Текст документа

* * *

Так, сопоставив систему наказаний, практиковавшихся канонистами и существовавшую в английском праве, нетрудно увидеть в последней одну из причин тормозящего воздействия на содержательное развитие понятийного аппарата mens rea.
Каноническая схема ответственности предусматривала весьма широкий спектр наказаний, варьировавшихся по своей тяжести; она, как указывает Фредерик У. Мэйтланд, «могла предписать шкалу наказаний, простиравшуюся от пожизненного заключения до простого лишения возможности дальнейшего продвижения как наказания для клирика, проявившего лишь незначительную невнимательность».[190] Иными словами, каноническое право было в состоянии реально применить принцип адекватности подлежащего к претерпеванию страдания учинённому греху, положенный в основу его доктрины; оно, в конечном счёте, могло воздать должное в соответствии с оценкой той степени развращённости ума, сердца и души, которая нашла своё проявление в конкретном преступлении. Английское же право предусматривало за подавляющее большинство преступлений-фелоний лишь один вид наказания – смертную казнь. Следствием этого и было исходное отсутствие заинтересованности у английских судей в раскрытии понятий из области mens rea через определение соответствующих им психических состояний: то было бы для них не имеющим смысла занятием, поскольку ответ и на, говоря современным языком, намеренное, и на неосторожное, и на небрежное убийство (нанесение увечий и так далее) был один – смертная казнь. Соответственно, в трактате Генри де Брактона «мы можем увидеть доктрину убийства из Бернарда[191] плавающей на поверхности и вряд ли смешивающейся с более грубым английским правом, которое едва ли знало, что делать с убийцей, который не был невиновен, но и не заслуживал того, чтобы быть названным совершившим фелонию (felon) и быть преданным смерти».[192] Так что, как образно подмечает Б.С. Никифоров, при формулировании понятий из области mens rea «на грубую лапу, едва начинавшую раздельно шевелить пальцами, Брактон попытался надеть тонкую перчатку тщательно обработанных канонических дефиниций».[193]
Не менее существенное замедляющее воздействие на развитие понятийного аппарата mens rea оказал другой, связанный с применением уголовного наказания и широко практиковавшийся в средневековой Англии институт, именовавшийся «привилегией церкви» (privilege clerical, benefice du clerge). Не освещая подробно истории его зарождения и обоснования, подведённого под него post hoc,[194] обратимся непосредственно к его содержанию в XIII–XV вв.

* * *

Перечень данных
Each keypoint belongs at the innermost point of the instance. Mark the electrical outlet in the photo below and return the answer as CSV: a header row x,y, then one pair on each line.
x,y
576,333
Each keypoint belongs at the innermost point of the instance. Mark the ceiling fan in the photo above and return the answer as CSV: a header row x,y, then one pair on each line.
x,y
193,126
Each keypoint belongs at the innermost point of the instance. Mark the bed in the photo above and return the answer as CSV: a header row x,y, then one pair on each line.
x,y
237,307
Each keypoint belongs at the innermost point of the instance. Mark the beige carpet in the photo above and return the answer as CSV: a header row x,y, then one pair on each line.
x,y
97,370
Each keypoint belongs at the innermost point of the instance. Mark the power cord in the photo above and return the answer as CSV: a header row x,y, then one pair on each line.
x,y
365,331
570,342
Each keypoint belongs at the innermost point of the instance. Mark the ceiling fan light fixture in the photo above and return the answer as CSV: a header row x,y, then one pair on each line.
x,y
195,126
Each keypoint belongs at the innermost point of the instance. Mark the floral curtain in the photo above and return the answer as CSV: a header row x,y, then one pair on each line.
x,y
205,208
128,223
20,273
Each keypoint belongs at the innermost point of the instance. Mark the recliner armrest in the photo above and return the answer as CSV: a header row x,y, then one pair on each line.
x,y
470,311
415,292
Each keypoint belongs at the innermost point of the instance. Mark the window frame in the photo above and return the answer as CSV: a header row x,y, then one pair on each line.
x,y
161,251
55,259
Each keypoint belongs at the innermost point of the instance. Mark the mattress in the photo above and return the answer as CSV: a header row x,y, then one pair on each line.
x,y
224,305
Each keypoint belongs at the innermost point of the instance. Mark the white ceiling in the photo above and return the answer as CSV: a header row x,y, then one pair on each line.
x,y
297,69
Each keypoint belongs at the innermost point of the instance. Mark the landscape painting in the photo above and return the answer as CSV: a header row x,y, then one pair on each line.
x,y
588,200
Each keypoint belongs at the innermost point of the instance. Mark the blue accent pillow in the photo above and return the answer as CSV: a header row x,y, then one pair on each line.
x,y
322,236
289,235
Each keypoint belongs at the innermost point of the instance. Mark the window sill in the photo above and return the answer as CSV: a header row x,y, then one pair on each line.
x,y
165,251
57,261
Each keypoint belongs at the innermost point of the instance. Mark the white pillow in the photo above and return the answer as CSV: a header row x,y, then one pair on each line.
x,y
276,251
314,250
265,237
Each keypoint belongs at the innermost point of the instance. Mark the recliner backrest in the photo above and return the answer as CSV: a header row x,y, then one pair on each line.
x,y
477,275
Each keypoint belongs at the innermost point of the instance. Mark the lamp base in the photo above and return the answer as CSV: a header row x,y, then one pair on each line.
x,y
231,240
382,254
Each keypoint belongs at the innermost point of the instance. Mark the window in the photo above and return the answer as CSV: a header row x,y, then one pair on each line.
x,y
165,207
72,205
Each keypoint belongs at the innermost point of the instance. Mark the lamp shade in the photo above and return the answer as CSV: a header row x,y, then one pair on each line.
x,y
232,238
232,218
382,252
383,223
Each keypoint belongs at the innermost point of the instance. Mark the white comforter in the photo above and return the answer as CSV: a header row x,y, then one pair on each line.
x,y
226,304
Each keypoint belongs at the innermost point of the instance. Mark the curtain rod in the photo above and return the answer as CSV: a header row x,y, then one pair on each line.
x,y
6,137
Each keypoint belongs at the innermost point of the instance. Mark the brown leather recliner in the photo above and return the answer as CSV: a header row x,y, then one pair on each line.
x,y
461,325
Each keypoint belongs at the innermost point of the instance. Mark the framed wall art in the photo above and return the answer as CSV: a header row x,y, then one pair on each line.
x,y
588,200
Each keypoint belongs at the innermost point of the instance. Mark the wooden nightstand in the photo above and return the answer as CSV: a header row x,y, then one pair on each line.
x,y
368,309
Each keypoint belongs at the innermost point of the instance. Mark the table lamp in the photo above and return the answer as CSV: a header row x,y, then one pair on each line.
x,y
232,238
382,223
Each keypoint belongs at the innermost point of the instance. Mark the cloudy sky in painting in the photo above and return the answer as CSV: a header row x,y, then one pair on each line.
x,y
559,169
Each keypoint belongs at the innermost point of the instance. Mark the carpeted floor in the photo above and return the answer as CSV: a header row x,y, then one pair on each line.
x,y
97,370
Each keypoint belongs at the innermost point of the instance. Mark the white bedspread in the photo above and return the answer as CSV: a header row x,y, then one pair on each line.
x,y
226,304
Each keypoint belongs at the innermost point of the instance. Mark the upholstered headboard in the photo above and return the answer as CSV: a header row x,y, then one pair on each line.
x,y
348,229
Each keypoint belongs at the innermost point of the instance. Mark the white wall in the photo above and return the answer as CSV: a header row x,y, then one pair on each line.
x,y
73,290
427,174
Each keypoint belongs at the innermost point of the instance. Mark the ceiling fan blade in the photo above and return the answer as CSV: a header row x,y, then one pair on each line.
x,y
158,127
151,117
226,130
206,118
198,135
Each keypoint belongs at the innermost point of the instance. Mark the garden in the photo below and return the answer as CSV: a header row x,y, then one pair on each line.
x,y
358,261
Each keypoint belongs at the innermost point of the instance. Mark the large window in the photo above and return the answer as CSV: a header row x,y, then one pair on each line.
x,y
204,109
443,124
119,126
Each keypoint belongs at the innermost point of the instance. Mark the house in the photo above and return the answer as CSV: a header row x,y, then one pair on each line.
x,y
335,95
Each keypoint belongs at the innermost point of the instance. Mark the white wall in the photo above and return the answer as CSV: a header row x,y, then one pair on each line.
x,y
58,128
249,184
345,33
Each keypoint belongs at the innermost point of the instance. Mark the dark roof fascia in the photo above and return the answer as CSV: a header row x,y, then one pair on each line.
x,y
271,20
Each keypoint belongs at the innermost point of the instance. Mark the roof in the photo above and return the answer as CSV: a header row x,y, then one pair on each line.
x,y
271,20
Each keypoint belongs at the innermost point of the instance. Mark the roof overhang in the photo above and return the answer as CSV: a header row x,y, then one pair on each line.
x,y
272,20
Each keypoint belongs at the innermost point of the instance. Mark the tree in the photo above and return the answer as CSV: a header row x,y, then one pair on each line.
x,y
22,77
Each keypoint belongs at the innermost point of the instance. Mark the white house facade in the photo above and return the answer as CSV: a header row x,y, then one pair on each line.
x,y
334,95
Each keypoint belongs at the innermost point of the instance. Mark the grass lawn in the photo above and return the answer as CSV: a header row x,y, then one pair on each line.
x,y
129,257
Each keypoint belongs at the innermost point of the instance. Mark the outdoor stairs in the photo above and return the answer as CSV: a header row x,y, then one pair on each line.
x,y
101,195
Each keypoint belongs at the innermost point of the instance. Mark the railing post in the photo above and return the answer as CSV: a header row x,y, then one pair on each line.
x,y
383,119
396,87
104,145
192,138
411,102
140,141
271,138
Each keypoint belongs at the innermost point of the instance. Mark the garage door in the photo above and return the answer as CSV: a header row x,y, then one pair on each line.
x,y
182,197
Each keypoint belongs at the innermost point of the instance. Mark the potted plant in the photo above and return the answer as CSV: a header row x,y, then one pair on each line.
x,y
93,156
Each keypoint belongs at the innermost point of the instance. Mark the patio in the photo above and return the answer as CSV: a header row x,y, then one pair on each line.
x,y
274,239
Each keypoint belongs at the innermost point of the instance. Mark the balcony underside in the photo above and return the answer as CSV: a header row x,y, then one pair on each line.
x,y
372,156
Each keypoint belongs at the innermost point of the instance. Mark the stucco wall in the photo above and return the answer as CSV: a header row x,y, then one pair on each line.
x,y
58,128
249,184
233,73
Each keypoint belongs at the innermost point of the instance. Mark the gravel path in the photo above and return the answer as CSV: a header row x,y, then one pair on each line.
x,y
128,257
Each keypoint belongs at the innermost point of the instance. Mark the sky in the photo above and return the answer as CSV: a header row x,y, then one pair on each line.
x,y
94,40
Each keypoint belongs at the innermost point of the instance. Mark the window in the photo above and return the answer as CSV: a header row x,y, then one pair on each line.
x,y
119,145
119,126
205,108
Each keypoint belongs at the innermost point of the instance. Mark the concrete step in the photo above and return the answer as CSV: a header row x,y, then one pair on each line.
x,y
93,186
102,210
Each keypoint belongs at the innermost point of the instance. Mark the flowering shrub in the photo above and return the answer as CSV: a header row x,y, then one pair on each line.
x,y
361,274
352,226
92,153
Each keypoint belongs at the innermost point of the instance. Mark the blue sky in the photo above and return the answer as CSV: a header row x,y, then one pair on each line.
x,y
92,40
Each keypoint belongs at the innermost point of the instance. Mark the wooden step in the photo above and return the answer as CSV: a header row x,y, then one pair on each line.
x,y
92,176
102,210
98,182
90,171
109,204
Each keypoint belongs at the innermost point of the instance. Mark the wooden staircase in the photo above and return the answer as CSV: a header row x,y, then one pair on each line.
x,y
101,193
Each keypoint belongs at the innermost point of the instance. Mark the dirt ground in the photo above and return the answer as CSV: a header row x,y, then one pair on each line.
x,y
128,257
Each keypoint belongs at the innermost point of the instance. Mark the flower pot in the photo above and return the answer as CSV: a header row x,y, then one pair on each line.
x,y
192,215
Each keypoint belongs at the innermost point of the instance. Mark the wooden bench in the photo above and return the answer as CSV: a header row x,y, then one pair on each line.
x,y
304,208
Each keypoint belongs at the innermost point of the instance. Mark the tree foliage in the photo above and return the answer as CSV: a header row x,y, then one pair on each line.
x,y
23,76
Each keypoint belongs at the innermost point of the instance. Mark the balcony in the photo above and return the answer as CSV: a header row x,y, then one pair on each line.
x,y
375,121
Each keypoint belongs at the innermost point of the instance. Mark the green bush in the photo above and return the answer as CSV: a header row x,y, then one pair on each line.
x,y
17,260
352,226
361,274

* * *

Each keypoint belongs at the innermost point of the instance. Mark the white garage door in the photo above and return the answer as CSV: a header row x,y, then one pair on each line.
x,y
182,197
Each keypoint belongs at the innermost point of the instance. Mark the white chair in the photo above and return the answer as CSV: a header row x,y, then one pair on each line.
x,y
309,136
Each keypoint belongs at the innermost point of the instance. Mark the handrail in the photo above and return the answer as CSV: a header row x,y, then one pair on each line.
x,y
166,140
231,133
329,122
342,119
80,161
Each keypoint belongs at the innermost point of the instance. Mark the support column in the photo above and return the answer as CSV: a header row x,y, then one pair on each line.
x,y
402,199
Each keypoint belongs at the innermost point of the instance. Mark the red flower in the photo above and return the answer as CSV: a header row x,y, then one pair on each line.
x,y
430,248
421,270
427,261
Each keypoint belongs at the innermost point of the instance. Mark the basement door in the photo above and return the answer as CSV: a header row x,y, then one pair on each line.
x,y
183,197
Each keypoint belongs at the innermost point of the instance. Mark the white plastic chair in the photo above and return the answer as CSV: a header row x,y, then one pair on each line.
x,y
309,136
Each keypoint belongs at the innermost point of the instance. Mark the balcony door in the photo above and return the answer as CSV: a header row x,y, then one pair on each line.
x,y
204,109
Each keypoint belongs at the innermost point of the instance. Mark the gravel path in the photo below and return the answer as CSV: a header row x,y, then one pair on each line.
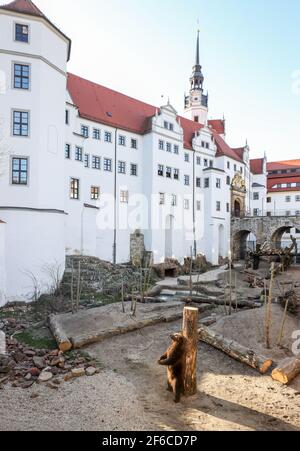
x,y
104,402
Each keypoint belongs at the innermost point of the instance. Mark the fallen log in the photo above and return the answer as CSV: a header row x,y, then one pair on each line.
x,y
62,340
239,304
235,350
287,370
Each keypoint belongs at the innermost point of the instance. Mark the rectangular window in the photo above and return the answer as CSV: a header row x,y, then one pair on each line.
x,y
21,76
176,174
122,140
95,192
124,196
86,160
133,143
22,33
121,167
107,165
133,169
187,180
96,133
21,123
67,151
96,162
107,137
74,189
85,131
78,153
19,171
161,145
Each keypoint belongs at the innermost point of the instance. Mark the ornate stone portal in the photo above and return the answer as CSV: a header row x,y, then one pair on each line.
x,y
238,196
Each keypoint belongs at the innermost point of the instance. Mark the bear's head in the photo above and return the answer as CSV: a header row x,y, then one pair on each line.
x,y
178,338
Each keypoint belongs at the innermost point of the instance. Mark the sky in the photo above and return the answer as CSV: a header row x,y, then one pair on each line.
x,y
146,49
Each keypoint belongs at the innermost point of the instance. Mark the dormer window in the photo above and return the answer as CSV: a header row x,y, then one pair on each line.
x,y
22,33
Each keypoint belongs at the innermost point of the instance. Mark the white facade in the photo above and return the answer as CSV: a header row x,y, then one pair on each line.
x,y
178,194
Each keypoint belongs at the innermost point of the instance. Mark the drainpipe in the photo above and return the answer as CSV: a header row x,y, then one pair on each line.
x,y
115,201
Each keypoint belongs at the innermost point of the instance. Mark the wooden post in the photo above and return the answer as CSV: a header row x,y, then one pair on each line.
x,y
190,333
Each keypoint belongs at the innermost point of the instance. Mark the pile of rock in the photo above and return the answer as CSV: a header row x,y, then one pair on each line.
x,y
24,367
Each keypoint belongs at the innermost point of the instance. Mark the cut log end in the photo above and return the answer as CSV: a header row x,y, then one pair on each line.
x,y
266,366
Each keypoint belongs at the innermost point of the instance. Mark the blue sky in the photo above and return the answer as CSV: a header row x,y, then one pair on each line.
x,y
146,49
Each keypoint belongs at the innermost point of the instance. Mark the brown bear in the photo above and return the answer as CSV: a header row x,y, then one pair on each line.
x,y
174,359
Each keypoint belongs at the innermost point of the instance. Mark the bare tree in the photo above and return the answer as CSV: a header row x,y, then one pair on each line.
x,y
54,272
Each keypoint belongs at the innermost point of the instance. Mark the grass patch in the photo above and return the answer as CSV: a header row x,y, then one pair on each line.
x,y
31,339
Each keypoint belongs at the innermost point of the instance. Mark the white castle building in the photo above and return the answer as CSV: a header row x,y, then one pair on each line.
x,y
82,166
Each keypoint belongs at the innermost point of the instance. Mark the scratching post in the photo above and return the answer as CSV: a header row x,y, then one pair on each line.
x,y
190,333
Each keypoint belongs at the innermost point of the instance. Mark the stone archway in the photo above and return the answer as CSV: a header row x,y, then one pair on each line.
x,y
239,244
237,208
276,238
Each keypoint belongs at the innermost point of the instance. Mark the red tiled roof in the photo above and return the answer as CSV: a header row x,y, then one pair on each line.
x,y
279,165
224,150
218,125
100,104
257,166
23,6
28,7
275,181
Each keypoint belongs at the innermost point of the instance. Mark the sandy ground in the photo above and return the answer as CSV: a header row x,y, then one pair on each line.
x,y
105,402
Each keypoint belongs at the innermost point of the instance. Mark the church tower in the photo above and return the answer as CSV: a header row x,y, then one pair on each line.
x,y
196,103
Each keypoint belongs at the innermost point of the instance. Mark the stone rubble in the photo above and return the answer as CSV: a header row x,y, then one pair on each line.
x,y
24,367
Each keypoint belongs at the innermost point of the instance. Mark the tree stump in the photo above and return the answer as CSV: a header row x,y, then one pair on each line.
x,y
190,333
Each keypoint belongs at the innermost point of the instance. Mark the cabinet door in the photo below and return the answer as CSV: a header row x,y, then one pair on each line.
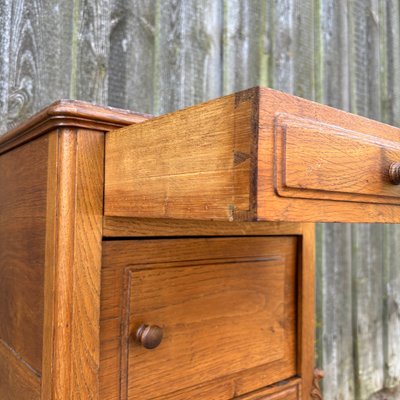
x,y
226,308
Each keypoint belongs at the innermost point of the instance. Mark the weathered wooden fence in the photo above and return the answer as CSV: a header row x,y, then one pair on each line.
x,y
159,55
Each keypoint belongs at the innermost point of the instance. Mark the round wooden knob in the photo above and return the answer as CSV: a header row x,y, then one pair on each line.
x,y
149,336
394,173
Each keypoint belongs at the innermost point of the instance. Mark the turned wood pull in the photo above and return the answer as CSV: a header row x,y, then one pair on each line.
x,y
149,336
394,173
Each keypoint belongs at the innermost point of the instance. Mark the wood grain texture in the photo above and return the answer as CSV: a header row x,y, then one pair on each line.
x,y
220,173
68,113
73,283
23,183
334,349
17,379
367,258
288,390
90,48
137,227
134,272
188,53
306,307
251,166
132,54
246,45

* * *

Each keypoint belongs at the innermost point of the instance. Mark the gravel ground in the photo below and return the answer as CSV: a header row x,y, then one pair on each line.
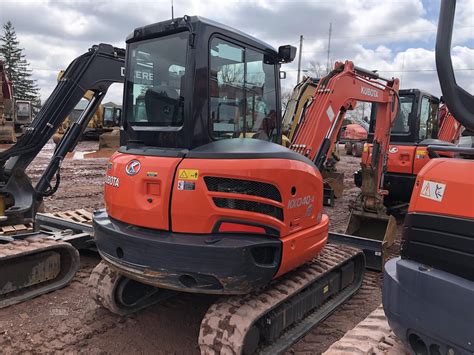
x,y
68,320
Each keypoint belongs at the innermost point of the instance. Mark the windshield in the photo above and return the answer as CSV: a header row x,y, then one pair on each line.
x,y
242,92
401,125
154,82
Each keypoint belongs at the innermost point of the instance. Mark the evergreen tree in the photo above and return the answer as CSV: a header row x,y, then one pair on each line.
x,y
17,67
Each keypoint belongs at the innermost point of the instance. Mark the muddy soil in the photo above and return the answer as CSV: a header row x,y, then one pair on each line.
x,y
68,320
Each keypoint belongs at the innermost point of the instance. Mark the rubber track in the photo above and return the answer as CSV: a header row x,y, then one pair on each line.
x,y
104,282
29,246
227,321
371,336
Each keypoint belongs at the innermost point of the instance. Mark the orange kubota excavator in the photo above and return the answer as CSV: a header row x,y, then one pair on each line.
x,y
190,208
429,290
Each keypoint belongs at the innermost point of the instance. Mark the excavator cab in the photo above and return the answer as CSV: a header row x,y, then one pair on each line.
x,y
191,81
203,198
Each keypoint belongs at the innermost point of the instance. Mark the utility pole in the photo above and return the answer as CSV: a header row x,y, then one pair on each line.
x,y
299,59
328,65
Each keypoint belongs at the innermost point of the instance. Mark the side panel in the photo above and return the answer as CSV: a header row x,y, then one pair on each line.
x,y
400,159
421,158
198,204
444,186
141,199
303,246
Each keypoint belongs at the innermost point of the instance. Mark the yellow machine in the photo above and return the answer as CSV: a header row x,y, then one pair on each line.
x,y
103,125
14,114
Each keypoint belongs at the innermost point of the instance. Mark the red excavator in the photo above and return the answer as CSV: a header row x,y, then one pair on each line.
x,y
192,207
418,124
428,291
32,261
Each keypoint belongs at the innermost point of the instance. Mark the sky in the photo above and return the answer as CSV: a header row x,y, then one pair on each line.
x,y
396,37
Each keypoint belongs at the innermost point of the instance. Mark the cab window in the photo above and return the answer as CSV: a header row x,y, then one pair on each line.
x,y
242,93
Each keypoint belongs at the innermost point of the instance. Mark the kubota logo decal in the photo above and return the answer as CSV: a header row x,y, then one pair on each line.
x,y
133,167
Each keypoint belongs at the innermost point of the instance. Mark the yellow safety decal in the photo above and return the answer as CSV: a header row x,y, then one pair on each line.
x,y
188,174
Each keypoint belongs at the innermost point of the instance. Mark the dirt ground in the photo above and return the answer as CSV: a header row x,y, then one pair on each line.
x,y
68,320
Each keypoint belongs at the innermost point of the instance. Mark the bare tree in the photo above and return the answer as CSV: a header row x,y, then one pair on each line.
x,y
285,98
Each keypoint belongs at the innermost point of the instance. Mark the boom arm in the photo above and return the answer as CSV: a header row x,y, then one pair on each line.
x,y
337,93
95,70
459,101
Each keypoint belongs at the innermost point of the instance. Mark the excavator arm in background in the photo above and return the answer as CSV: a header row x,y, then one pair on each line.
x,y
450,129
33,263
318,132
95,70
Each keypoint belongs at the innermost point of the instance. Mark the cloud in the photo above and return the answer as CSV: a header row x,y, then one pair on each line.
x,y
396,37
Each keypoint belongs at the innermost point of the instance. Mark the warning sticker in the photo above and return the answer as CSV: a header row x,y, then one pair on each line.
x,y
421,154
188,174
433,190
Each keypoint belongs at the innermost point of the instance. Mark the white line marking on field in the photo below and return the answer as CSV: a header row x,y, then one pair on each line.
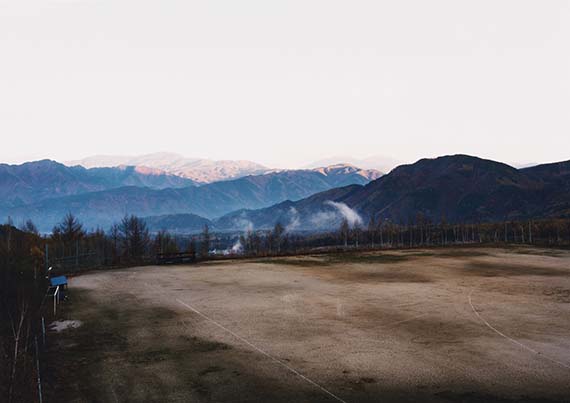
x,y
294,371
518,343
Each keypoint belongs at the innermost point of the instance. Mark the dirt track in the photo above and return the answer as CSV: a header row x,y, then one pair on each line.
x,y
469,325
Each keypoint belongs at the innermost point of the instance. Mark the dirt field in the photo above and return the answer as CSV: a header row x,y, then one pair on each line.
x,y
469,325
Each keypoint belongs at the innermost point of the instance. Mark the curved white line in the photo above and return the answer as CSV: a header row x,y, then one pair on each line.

* * *

Задание
Перепишите без изменений фрагмент текста о mens rea от слов «Так, сопоставив систему» до слов «аппарата mens rea.». Перечень для работы не понадобится.

Решение упражнения
Так, сопоставив систему наказаний, практиковавшихся канонистами и существовавшую в английском праве, нетрудно увидеть в последней одну из причин тормозящего воздействия на содержательное развитие понятийного аппарата mens rea.